### Requirements
Could you write out the entries below again, substituting "Label" for every occurrence of "Target" and keeping everything else the same?

□ □ □ □ □ □ □

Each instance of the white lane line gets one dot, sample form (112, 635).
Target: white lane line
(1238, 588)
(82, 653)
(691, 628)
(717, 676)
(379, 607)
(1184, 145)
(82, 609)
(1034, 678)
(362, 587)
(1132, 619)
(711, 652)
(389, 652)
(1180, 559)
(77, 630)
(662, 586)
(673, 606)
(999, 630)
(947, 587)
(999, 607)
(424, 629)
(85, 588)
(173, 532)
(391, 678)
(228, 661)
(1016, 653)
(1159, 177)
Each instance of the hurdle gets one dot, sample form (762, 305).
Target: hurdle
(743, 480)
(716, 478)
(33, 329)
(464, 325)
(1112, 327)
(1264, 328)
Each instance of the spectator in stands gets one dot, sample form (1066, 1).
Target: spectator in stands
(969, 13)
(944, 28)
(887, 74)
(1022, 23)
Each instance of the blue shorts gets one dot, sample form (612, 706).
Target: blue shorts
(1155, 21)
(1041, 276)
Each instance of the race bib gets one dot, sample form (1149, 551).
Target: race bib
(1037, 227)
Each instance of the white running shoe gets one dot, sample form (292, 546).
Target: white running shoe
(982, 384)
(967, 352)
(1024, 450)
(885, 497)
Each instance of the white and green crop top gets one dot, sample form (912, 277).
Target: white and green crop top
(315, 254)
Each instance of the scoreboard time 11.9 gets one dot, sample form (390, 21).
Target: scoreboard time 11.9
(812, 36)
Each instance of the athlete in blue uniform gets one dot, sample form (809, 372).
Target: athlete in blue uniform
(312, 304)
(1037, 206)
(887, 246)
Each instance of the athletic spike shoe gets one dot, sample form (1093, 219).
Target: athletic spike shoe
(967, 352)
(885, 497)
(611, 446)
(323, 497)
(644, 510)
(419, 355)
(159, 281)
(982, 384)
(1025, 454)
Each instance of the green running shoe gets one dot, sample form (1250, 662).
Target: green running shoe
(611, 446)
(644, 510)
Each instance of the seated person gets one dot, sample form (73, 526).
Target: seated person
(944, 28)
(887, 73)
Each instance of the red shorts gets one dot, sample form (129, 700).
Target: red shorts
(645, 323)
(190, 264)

□ □ □ □ □ □ □

### Response below
Each instance of the white lane line gets one dot, sample form (112, 635).
Label: white lane line
(1238, 588)
(82, 653)
(691, 628)
(717, 676)
(379, 607)
(1184, 145)
(82, 609)
(1034, 678)
(362, 587)
(1132, 619)
(711, 652)
(389, 652)
(1180, 559)
(77, 630)
(662, 586)
(673, 606)
(999, 630)
(947, 587)
(999, 607)
(424, 629)
(85, 588)
(173, 532)
(391, 678)
(228, 661)
(1016, 653)
(1159, 177)
Each instance of the hurdle gets one dot, sample form (762, 305).
Label: hurdle
(743, 480)
(716, 478)
(33, 329)
(464, 325)
(1112, 327)
(1264, 328)
Each instance of the spectator in stands gets one dot, sample form (1066, 1).
Label: spectator in stands
(969, 13)
(944, 28)
(887, 74)
(1022, 23)
Each instance of the blue shorts gets one dot, sample form (612, 706).
Label: blue shorts
(1155, 21)
(1041, 276)
Each instance of the race bib gets one dot, sample form (1149, 551).
Label: race bib
(1037, 227)
Each instance of the white running shoe gets one dot, sample form (292, 546).
Label: white running shoe
(982, 384)
(967, 352)
(1024, 450)
(885, 497)
Each instance of the white and green crop top gets one dot, sample form (912, 277).
Label: white and green crop top
(315, 254)
Each instance of the scoreboard time 11.9 gets one dot, sample form (390, 21).
Label: scoreboard time 11.9
(812, 36)
Each instance of the athlete in blue uniform gets one dot, sample form (809, 372).
Label: athlete in blue uniform
(312, 304)
(1037, 206)
(887, 246)
Each instance of the athletic spike shoe gets one dot, sample form (1093, 219).
Label: athletic spike shoe
(967, 352)
(885, 497)
(611, 446)
(323, 497)
(644, 510)
(419, 355)
(159, 281)
(982, 384)
(1025, 454)
Each instance of the green running shoe gets one dot, sample form (1250, 662).
Label: green running shoe
(611, 446)
(644, 510)
Each instance of the seated person gets one dot, sample form (73, 526).
Label: seated person
(944, 28)
(887, 73)
Each instance of the red shorts gets one dot, sample form (129, 700).
Label: red shorts
(645, 323)
(190, 264)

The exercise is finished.